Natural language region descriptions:
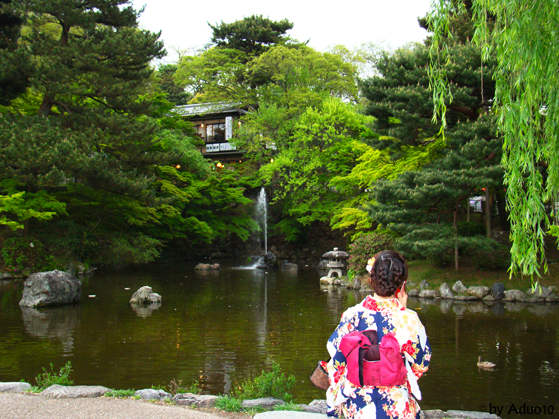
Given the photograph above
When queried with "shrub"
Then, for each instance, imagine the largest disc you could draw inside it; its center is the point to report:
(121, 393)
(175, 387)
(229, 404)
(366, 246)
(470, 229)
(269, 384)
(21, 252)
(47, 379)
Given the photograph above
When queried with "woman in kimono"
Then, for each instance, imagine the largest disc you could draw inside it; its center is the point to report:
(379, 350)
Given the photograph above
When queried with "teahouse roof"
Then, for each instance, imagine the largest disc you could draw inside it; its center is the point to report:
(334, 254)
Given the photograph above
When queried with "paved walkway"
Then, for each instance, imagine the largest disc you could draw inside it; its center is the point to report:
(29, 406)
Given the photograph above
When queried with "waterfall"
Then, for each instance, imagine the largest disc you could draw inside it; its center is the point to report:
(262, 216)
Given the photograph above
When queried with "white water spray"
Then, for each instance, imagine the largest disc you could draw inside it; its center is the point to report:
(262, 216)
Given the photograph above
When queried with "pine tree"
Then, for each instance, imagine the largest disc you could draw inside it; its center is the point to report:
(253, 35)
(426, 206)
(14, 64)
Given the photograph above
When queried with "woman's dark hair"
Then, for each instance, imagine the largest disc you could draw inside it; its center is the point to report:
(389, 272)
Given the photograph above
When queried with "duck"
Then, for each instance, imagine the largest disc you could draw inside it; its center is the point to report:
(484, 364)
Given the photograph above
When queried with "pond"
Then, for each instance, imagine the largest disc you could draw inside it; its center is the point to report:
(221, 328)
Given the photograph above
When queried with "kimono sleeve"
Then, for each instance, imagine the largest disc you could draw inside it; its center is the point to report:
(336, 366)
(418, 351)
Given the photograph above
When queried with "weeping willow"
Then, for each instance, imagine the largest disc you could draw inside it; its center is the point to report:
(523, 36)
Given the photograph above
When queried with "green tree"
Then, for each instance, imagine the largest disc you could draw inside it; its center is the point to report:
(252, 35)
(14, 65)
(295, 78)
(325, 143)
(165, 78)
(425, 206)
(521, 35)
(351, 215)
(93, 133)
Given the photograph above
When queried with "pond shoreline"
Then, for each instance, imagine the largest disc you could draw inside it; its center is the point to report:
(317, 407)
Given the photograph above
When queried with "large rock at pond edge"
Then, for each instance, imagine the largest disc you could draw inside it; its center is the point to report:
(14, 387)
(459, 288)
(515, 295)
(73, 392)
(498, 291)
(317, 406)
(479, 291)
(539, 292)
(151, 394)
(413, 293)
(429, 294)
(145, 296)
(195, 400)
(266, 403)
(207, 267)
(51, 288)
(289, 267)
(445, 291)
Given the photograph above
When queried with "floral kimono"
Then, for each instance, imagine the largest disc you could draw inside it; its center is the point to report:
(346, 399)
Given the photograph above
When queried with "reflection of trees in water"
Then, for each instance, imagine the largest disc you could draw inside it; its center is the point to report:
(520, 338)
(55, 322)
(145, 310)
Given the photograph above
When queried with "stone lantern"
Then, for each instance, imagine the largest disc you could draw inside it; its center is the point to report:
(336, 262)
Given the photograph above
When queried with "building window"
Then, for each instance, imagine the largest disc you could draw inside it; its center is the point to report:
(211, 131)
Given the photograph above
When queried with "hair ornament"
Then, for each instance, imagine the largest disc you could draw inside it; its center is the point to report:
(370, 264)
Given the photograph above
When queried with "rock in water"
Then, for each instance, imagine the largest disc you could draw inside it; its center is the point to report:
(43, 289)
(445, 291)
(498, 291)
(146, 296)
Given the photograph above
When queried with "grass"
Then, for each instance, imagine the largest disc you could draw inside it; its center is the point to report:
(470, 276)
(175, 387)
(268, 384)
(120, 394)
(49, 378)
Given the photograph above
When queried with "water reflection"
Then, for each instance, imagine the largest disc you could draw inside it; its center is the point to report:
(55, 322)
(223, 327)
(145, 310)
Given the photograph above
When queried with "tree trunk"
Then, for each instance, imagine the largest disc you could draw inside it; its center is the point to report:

The task:
Looking at the entries above, copy out every line in which "woman" occurs.

Finished task:
When queried with "woman in kimono"
When queried with "woman's dark hair"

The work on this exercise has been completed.